* [Direction a]: Scale the records below, starting at the line that contains "Two rules. Place a point on every instance of the dark" and running through the end of the records, both ends included. Repeat each of those lines, requests too, but multiply every point coordinate in the answers by 1.7 and round it to a whole number, with halves rounded up.

====================

A classic example of chaotic behavior

Abstract

The dripping faucet experiment seeks to provide a relatively simple visualization of a system that exhibits seemingly predictable dynamics that quickly transitions to an entirely unpredictable, chaotic behavior under certain conditions. Through a straightforward experimental setup, the time between drips of a faucet is measured using a photodiode and a laser. The number of drips are dictated through precise control of the faucet head of reservoir control. This could be achieved by changing the flow rate or altering the water level of the reservoir tank that supplies the water. The photodiode records this drop as the water drop temporarily distorts the laser path to the diode. The photodiode is interfaced to a computer through an analog to digital converter. The data is easily analyzed and visualized through the computer.

====================

* [Direction b]: Go on with the dripping faucet abstract from where it stops.

* [Material to process]:
====================

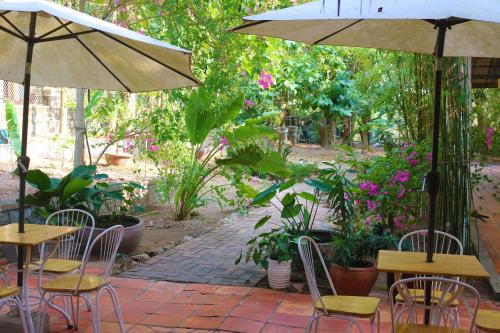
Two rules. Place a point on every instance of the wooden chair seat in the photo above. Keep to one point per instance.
(8, 291)
(420, 294)
(69, 283)
(57, 266)
(356, 306)
(488, 320)
(420, 328)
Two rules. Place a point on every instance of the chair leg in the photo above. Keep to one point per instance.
(22, 315)
(96, 324)
(116, 305)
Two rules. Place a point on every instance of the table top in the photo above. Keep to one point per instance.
(34, 234)
(443, 265)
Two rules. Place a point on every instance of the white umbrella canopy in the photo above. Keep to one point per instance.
(455, 28)
(403, 25)
(76, 50)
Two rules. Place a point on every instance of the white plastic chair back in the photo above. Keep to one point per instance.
(444, 243)
(448, 297)
(103, 249)
(70, 246)
(308, 249)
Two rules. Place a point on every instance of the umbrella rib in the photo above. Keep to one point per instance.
(248, 25)
(12, 33)
(63, 37)
(148, 56)
(336, 32)
(55, 29)
(11, 24)
(95, 56)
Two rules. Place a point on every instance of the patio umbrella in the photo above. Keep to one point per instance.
(42, 43)
(451, 28)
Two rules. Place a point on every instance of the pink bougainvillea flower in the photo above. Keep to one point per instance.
(398, 222)
(153, 148)
(371, 205)
(364, 186)
(402, 176)
(224, 142)
(489, 138)
(266, 80)
(373, 190)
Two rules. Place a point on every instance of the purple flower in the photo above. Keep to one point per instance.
(371, 205)
(398, 222)
(266, 80)
(402, 176)
(489, 138)
(153, 148)
(373, 190)
(224, 142)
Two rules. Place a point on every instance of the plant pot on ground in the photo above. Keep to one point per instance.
(132, 236)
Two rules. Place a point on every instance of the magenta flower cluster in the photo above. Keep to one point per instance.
(489, 138)
(266, 80)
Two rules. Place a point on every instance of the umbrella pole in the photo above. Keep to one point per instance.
(23, 160)
(433, 176)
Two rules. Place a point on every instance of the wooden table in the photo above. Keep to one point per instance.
(34, 234)
(444, 264)
(449, 265)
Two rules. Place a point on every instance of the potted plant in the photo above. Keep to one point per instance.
(277, 248)
(356, 242)
(112, 204)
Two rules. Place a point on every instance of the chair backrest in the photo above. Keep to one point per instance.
(308, 250)
(452, 302)
(444, 243)
(103, 249)
(70, 246)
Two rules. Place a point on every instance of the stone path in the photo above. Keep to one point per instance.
(210, 258)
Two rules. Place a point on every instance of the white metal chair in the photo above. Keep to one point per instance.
(443, 317)
(417, 241)
(9, 296)
(66, 257)
(349, 308)
(93, 278)
(444, 243)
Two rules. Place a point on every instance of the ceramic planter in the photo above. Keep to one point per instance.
(117, 159)
(132, 235)
(353, 281)
(279, 273)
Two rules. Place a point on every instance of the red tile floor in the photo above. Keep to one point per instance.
(152, 306)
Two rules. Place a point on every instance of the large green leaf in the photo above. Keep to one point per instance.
(13, 128)
(75, 186)
(38, 179)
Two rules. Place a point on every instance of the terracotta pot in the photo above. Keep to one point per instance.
(117, 159)
(279, 273)
(132, 236)
(353, 281)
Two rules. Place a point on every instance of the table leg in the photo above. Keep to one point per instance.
(25, 289)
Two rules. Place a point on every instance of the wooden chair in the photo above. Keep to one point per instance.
(349, 308)
(488, 321)
(92, 279)
(443, 317)
(66, 258)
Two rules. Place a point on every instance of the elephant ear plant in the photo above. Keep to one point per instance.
(58, 193)
(297, 212)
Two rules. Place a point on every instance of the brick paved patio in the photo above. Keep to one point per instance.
(159, 306)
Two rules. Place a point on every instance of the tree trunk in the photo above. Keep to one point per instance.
(346, 132)
(79, 128)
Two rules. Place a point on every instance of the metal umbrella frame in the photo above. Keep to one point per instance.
(473, 28)
(62, 35)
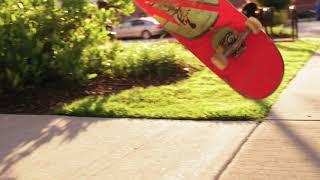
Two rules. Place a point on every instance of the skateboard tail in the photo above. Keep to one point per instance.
(254, 69)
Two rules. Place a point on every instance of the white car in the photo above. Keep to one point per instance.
(144, 27)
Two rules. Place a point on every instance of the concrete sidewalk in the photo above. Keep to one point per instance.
(57, 147)
(287, 146)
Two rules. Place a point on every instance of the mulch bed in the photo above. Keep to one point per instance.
(44, 100)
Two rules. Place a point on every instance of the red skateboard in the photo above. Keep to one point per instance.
(228, 43)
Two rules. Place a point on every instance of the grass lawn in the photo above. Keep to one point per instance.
(202, 96)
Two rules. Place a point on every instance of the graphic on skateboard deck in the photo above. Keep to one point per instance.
(228, 43)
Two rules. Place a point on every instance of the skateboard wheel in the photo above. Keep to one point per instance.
(254, 25)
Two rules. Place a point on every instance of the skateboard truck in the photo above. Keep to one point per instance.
(232, 43)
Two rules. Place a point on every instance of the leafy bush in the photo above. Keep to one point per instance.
(277, 4)
(42, 40)
(136, 60)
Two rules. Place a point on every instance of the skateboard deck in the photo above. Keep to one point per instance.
(228, 43)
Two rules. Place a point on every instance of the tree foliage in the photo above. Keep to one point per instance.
(43, 40)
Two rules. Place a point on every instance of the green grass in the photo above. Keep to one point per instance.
(202, 96)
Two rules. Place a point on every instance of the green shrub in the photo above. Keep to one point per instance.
(146, 61)
(137, 60)
(41, 41)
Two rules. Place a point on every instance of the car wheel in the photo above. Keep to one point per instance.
(146, 35)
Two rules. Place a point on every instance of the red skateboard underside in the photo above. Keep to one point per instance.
(256, 73)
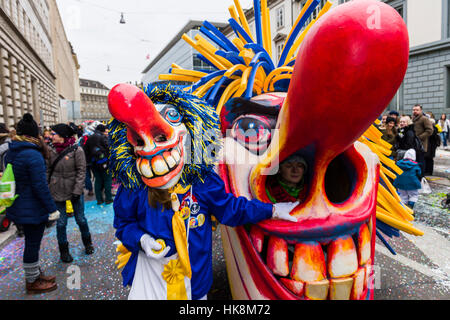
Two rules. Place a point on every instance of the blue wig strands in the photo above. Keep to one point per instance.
(245, 53)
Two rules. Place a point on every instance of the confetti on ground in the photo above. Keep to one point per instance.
(99, 277)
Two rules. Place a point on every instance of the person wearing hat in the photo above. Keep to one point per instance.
(67, 170)
(394, 114)
(390, 132)
(408, 183)
(96, 149)
(34, 207)
(289, 184)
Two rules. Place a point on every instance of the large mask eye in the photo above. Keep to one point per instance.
(253, 131)
(172, 115)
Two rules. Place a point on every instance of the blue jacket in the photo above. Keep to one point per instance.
(34, 202)
(134, 217)
(411, 176)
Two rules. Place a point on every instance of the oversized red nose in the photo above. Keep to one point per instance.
(349, 67)
(130, 105)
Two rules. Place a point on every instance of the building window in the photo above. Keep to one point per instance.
(315, 13)
(280, 17)
(446, 10)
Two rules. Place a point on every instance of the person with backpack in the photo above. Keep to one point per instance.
(67, 170)
(88, 181)
(96, 149)
(34, 206)
(408, 183)
(434, 141)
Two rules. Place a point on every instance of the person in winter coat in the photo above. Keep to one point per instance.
(422, 125)
(67, 170)
(408, 183)
(289, 184)
(32, 208)
(5, 139)
(96, 150)
(389, 132)
(434, 141)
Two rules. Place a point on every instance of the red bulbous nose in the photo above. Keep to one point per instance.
(349, 67)
(130, 105)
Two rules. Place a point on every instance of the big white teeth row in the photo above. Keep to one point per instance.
(339, 272)
(159, 165)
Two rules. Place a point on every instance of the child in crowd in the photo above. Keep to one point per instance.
(408, 183)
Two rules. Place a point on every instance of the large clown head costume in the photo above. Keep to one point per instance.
(160, 136)
(331, 81)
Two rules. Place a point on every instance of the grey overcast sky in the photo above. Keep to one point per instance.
(99, 40)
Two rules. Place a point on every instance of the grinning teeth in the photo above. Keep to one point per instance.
(340, 289)
(309, 262)
(363, 244)
(338, 269)
(257, 238)
(138, 165)
(295, 286)
(159, 166)
(169, 159)
(277, 256)
(358, 284)
(145, 169)
(342, 257)
(176, 155)
(317, 290)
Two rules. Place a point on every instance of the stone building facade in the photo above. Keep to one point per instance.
(66, 67)
(179, 52)
(27, 79)
(94, 101)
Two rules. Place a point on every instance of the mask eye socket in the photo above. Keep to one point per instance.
(172, 115)
(253, 131)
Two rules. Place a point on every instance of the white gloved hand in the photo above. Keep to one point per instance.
(54, 216)
(281, 211)
(149, 244)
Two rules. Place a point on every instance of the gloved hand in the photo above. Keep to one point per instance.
(149, 244)
(54, 216)
(281, 211)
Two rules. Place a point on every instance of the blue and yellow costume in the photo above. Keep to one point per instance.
(134, 217)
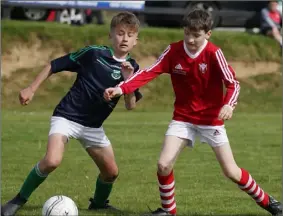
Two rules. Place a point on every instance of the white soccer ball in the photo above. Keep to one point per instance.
(60, 206)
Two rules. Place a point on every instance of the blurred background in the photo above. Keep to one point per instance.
(237, 15)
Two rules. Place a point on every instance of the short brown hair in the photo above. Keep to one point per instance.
(125, 18)
(197, 20)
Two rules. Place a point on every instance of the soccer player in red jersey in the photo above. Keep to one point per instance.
(198, 70)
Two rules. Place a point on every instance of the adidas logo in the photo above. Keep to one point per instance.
(178, 67)
(216, 132)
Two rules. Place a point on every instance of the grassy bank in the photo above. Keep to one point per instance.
(262, 93)
(237, 46)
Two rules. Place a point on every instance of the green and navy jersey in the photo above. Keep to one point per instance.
(97, 69)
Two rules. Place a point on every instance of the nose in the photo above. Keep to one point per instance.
(191, 40)
(125, 38)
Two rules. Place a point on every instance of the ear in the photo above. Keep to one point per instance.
(208, 34)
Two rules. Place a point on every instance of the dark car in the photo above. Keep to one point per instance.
(68, 16)
(225, 13)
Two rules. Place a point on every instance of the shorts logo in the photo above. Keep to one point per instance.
(202, 67)
(216, 132)
(116, 74)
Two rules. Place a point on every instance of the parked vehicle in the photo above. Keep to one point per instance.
(225, 13)
(68, 15)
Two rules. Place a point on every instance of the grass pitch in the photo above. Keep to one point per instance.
(201, 188)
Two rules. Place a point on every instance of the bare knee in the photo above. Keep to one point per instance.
(164, 168)
(110, 175)
(48, 165)
(233, 173)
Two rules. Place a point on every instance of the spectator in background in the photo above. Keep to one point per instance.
(271, 21)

====================

* [Reply a]:
Two rules. Place a point on every instance of the dark car in the photo above. Keep to one point per instance.
(116, 27)
(383, 22)
Two rules. Place a point on every instance of the shorts logo in the photo above. Keep to one point per instance.
(343, 114)
(367, 224)
(197, 126)
Two rules. Place a point on every instance of the parked vehicle in the photo above. Keep to one point per instance.
(383, 22)
(116, 26)
Two rules. Place a point on every instance of the grass pitch in the photo above. Keep to one point per instance.
(342, 320)
Two rules. Place a point on every instance of the bare knee in the photo above. Keep to one point per instance.
(279, 286)
(187, 298)
(82, 281)
(396, 294)
Two rules. Place a point on every instance of the spectator in background in the photo above. Keep to one point per instance.
(461, 36)

* [Reply b]:
The behavior of the chaotic dripping faucet is described by the following equation, where d(m)/dt=Q=flow rate, g is the acceleration due to gravity, k is the spring constant (coming from surface tension), b is the drag force (coming from viscosity), and v=dy/dt:

<math>

\begin{aligned} \frac{d(mv)}{dt} & =\ mg-ky-bv \\ \end{aligned} </math>

The expected results show two main regimes: a period doubling regime, and a chaotic regime. The system gradually transitions from a single period to double period, followed by four periods. Once the flow rate is increased past these period doubling regimes, the time between drips becomes apparently unpredictable. Plotting the current period against the next period, the outwardly chaotic behavior begins to show signs of an attraction basin. This represents a classic example of chaotic behavior of a system that seems to contain easily understandable system dynamics and physical phenomena. Additionally, the seemingly random behavior after the initial period doubling also shows the basins of attractions that seem to exist for the chaotic regime.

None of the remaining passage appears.